WORK REQUEST A => Retype the stretch from "How you learn" through "of what was." in the "Learning to See" blog post, keeping every word and punctuation mark unchanged.
WORK REQUEST B => Write what comes next in the "Learning to See" blog post, picking up right after its final sentence.

TEXT EXCERPT =>
■ ■ ■ ■ ■
Category: Culture

  • Learning to See

    How you learn to see
    The hope eternally
    When you’re sure to leave
    Oh, leave at last
    — The Avett Brothers, Morning Song

    This blog post is being written exactly one hour later than normal, and yet at the same time as yesterday. Someone’s idea of daylight savings time flips the clock forward or backward in their respective seasons, and we all wonder why. Like most foolish rituals, it sticks because some people don’t like change. So here we are once again, changing the clocks and the morning ritual of writing before the madness of the day. What time is it really? It’s time to let go of what was.

    Lately the house has experienced changes. As the days grow longer, the communal vibe felt around the holidays fades further from memory. We often don’t stop our own scramble through the days long enough to feel the changes. Work and family commitments, a relentless winter and the rapidity of a finite life hold our attention. The day-to-day routine feels the same, but there are subtle changes.
■ ■ ■ ■ ■
MATERIAL SUPPLIED =>
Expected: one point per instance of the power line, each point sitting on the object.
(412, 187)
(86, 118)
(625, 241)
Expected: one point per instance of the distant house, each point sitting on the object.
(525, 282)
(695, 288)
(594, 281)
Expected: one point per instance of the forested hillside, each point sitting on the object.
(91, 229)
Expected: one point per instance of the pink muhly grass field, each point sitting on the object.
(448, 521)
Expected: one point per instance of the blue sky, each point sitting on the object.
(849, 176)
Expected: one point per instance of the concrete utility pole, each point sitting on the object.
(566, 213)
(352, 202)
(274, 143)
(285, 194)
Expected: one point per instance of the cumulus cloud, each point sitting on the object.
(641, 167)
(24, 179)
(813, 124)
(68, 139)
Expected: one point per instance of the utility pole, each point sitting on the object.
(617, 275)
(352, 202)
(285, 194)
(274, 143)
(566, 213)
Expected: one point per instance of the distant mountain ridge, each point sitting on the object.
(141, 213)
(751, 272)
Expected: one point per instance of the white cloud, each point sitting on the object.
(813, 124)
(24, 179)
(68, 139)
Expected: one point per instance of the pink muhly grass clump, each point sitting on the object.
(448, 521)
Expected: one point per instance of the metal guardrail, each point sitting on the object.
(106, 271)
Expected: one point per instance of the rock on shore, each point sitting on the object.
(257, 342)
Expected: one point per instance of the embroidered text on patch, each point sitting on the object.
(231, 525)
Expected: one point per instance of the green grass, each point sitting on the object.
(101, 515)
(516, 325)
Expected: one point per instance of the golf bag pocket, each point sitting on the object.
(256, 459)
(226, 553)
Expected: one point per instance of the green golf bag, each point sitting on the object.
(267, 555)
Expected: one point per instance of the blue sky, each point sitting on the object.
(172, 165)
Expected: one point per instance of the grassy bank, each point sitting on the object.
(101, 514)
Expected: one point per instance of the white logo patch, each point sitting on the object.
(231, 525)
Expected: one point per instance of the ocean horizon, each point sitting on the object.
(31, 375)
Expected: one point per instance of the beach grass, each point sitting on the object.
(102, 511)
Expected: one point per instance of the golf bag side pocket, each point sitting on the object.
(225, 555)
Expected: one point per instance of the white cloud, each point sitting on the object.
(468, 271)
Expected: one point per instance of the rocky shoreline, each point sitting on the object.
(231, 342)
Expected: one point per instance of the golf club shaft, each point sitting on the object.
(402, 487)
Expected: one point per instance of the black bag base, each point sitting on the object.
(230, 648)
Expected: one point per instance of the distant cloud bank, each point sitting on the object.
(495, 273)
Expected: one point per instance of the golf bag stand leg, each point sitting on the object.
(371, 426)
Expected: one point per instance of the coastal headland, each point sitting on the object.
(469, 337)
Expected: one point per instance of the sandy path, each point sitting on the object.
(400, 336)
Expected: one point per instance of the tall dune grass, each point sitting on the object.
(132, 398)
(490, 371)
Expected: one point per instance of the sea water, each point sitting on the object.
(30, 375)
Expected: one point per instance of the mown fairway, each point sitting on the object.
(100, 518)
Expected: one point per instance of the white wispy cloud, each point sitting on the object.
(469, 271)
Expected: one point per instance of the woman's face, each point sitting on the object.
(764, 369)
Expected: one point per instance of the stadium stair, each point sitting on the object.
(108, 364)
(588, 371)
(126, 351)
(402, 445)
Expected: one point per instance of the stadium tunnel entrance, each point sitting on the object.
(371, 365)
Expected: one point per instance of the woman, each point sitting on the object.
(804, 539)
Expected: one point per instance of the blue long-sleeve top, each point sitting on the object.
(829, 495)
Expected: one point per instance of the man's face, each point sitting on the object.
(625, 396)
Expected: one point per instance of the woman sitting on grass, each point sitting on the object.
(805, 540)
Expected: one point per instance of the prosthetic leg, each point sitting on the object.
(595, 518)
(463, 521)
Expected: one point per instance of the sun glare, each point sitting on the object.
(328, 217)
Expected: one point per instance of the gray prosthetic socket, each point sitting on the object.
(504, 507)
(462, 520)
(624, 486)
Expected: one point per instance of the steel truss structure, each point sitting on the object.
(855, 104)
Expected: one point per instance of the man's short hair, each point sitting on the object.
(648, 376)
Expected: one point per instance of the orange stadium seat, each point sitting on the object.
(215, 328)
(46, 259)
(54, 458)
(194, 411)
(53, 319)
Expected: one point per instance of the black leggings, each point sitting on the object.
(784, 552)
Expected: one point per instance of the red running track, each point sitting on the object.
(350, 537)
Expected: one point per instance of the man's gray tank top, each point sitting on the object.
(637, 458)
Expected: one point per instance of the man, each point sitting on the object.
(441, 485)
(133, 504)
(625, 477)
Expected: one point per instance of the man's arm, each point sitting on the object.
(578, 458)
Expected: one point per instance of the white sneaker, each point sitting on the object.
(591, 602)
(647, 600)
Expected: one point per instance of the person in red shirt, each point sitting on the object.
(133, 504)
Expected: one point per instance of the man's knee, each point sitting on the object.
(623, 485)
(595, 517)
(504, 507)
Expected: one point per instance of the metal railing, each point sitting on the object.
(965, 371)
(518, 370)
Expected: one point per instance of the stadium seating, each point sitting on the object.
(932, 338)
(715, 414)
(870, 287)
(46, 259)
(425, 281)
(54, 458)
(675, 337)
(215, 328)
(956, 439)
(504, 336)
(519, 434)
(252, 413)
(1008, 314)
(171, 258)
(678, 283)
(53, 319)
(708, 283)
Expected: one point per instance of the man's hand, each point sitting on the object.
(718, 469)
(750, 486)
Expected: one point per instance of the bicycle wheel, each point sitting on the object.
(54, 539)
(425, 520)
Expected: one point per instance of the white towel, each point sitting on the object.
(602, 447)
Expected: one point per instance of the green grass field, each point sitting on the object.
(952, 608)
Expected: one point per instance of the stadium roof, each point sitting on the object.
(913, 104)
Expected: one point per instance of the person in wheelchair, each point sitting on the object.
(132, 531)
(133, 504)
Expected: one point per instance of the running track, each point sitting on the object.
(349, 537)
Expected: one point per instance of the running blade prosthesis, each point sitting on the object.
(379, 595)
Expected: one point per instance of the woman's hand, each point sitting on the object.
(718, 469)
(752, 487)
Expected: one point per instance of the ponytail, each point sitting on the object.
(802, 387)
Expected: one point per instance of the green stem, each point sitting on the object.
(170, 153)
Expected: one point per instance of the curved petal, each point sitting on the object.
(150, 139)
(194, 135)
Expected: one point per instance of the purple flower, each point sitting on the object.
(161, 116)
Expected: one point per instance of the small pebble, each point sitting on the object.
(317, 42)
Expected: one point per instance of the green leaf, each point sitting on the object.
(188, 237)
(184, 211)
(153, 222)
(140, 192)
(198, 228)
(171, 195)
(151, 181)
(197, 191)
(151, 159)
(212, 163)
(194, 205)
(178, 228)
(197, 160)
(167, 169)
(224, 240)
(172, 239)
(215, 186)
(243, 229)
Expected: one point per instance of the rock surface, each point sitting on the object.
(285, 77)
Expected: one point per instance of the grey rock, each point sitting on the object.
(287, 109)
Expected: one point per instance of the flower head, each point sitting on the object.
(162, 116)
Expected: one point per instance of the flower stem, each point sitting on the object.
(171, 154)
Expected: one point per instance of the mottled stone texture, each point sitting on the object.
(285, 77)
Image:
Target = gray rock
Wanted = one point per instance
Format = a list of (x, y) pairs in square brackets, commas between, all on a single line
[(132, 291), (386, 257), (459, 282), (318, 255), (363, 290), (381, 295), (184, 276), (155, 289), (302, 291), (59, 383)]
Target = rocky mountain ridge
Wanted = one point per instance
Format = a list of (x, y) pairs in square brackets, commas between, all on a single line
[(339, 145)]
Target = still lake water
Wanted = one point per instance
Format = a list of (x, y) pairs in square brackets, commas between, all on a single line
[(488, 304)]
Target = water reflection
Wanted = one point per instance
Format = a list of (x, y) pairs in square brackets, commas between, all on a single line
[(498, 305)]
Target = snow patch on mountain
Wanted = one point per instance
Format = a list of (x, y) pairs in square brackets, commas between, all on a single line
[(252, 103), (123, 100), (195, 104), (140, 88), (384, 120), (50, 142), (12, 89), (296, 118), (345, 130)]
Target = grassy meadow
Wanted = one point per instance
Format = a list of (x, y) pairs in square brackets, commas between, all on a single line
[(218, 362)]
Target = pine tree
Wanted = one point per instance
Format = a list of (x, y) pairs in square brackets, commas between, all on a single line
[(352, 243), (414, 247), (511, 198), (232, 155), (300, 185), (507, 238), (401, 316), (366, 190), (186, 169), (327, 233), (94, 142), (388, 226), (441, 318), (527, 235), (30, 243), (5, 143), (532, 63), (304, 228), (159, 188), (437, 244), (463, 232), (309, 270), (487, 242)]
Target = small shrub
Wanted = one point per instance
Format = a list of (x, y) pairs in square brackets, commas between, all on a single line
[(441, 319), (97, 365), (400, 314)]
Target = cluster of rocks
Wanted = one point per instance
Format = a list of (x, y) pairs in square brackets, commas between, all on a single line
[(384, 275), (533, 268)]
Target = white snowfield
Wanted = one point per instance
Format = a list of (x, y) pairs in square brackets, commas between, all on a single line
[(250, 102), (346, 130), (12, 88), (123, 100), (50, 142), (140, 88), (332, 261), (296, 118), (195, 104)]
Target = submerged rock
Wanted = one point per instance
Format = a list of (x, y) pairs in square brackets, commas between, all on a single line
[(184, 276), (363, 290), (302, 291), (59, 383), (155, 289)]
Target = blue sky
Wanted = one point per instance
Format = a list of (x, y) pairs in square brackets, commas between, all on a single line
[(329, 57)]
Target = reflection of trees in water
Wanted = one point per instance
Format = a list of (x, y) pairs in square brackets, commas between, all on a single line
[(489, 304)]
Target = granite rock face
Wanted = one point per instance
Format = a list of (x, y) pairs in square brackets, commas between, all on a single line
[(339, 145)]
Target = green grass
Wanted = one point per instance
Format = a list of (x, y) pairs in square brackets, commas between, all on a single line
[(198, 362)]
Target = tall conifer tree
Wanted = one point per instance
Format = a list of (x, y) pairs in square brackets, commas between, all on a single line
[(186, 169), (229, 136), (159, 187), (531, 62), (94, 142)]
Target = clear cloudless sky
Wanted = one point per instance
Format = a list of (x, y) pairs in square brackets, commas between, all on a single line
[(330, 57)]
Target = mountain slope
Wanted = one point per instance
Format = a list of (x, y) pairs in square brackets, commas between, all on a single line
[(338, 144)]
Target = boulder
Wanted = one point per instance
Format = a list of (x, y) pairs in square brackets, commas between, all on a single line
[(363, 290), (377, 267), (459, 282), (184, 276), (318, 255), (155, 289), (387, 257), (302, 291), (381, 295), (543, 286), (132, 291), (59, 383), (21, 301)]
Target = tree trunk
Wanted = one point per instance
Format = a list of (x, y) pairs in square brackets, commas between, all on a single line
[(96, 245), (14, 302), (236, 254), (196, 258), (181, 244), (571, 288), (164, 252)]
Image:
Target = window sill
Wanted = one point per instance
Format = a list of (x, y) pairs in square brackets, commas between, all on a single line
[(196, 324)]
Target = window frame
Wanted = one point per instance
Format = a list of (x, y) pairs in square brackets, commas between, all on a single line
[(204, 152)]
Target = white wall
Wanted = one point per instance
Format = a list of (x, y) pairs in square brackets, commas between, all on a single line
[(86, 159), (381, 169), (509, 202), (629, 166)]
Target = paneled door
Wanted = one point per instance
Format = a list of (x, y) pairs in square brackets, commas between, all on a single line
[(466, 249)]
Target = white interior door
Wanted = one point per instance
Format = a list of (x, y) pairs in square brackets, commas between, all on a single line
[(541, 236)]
■ ■ ■ ■ ■
EXPECTED ANSWER A =>
How you learn to see
    The hope eternally
    When you’re sure to leave
    Oh, leave at last
    — The Avett Brothers, Morning Song

    This blog post is being written exactly one hour later than normal, and yet at the same time as yesterday. Someone’s idea of daylight savings time flips the clock forward or backward in their respective seasons, and we all wonder why. Like most foolish rituals, it sticks because some people don’t like change. So here we are once again, changing the clocks and the morning ritual of writing before the madness of the day. What time is it really? It’s time to let go of what was.

EXPECTED ANSWER B =>
    The dog, normally walking effervescent joy, has a look in her eyes that says something is off. Her appetite is off, her walks are more distracted. Something has changed in her mind. And then there’s the cat, normally a little ball of hate around the dog anyway, she’s gone out of her way to express it lately. Is the dog being bullied by the cat? Are they both feeling scarcity of attention and expressing it through their interaction with each other? When exactly did I become a pet psychiatrist? Pets react to change just as we humans do. They’re usually at least one paw ahead of us.

    There are forces larger than ourselves at work in the universe. Take that to mean whatever you want it to mean in your own march to infinity, but to me, some measure of hope begins with stepping away from the self and connecting with others. We are here on this brief dance through time together. Tell me, what do we really see? The changes are within us, seeking expression in the time we are given. Life goes on, and so to must we. One subtle step towards the infinite after the other.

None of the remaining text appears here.